— START OF Task data —

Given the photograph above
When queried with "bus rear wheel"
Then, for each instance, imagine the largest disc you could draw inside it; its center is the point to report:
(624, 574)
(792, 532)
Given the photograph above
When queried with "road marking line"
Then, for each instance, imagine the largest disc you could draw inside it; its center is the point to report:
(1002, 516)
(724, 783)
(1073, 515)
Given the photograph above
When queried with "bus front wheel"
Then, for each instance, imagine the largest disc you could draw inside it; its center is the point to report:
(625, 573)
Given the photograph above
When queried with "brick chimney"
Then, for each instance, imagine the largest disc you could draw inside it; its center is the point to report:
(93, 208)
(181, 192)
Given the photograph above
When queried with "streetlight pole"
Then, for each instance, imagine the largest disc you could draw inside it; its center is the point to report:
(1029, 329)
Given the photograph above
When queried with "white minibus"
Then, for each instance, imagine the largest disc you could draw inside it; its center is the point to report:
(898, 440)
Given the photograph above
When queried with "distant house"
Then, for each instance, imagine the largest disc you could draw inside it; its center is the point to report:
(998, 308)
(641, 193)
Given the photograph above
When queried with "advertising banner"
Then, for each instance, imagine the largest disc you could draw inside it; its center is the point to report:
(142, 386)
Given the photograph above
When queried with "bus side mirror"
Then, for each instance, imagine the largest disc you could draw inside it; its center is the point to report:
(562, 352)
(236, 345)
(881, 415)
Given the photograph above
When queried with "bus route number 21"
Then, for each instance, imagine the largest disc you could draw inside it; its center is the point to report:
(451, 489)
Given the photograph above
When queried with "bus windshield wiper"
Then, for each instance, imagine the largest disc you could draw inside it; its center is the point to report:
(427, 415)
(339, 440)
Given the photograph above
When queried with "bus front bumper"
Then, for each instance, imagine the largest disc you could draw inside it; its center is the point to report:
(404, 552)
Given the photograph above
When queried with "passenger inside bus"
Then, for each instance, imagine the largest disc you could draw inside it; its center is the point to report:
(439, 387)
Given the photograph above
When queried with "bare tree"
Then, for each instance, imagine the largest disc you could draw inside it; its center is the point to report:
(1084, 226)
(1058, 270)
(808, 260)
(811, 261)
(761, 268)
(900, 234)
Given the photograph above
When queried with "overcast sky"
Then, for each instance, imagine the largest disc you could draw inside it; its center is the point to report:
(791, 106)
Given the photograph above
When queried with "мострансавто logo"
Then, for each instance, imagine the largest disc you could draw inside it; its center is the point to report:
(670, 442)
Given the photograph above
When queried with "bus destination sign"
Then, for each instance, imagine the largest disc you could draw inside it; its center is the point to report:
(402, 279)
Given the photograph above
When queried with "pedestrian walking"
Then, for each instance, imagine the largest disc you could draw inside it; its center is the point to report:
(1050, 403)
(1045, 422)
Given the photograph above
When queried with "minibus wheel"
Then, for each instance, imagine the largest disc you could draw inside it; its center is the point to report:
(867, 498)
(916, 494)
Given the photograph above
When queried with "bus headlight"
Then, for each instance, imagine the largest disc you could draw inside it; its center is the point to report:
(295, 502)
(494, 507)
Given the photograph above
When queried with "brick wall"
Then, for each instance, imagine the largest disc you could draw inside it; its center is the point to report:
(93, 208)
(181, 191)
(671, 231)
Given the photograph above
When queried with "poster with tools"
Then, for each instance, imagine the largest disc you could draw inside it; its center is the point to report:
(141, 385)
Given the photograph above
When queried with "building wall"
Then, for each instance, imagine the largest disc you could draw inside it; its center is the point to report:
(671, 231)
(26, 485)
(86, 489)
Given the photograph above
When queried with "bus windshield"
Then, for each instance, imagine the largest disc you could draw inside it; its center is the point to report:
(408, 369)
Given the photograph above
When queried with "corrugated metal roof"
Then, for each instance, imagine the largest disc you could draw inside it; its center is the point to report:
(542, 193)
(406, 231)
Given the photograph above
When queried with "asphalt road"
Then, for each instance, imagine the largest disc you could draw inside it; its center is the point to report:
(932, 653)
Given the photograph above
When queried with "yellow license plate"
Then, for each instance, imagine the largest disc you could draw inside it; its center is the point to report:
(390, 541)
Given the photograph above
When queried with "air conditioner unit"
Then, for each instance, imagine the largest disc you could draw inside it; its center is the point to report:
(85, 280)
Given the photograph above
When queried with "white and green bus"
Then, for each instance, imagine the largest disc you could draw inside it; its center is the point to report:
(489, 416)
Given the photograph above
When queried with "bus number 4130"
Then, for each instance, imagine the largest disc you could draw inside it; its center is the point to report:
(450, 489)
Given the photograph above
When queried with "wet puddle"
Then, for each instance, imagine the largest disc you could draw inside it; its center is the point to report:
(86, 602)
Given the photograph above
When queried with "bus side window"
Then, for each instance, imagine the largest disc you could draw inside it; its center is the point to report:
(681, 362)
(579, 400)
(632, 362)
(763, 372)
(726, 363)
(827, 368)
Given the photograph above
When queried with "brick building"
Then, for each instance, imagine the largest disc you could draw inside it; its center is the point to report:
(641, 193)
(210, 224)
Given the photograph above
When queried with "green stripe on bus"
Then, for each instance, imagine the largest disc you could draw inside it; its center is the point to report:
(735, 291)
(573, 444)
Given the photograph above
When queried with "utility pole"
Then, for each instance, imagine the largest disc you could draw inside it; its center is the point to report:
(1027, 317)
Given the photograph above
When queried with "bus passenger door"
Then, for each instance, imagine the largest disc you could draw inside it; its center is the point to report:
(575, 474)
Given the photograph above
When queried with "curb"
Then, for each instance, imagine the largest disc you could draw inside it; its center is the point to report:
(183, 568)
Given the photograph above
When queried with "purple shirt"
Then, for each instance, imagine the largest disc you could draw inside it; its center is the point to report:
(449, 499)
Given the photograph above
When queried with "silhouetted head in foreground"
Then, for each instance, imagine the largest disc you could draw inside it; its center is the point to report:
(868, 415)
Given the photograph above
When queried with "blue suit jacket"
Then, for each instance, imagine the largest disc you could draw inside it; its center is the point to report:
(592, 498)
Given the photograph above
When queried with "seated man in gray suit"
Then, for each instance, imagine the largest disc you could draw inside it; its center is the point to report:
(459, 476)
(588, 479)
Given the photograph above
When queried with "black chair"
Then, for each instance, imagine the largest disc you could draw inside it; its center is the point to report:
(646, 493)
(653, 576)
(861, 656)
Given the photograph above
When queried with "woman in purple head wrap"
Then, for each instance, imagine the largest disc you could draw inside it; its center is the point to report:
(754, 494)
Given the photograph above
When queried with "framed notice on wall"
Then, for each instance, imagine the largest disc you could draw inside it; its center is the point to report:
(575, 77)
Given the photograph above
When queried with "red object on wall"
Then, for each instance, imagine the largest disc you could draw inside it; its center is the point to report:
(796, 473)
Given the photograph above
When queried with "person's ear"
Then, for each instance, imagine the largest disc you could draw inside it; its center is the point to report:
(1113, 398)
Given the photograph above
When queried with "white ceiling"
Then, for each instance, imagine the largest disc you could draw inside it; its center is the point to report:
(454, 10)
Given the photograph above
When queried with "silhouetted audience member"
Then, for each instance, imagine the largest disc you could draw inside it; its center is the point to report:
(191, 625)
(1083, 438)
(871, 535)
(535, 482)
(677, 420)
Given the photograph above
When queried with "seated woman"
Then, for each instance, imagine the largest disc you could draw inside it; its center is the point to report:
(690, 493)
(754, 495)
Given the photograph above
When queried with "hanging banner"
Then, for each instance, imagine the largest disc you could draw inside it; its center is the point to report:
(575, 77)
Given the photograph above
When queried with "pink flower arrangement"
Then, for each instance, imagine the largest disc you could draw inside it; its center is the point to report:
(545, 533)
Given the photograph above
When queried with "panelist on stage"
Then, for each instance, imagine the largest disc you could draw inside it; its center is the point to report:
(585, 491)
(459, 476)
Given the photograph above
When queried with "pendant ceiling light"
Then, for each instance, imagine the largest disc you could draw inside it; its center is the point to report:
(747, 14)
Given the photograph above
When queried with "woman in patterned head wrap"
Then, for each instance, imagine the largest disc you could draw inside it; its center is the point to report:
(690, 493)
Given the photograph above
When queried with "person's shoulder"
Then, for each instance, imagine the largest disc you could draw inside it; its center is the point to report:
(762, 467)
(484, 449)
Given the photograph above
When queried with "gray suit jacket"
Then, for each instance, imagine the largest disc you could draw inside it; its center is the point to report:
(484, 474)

— END OF Task data —

Report, copied in full, every line above that contains the string "banner". Letter case must match.

#### Correct result
When queried with "advertising banner"
When queried with "hanging banner"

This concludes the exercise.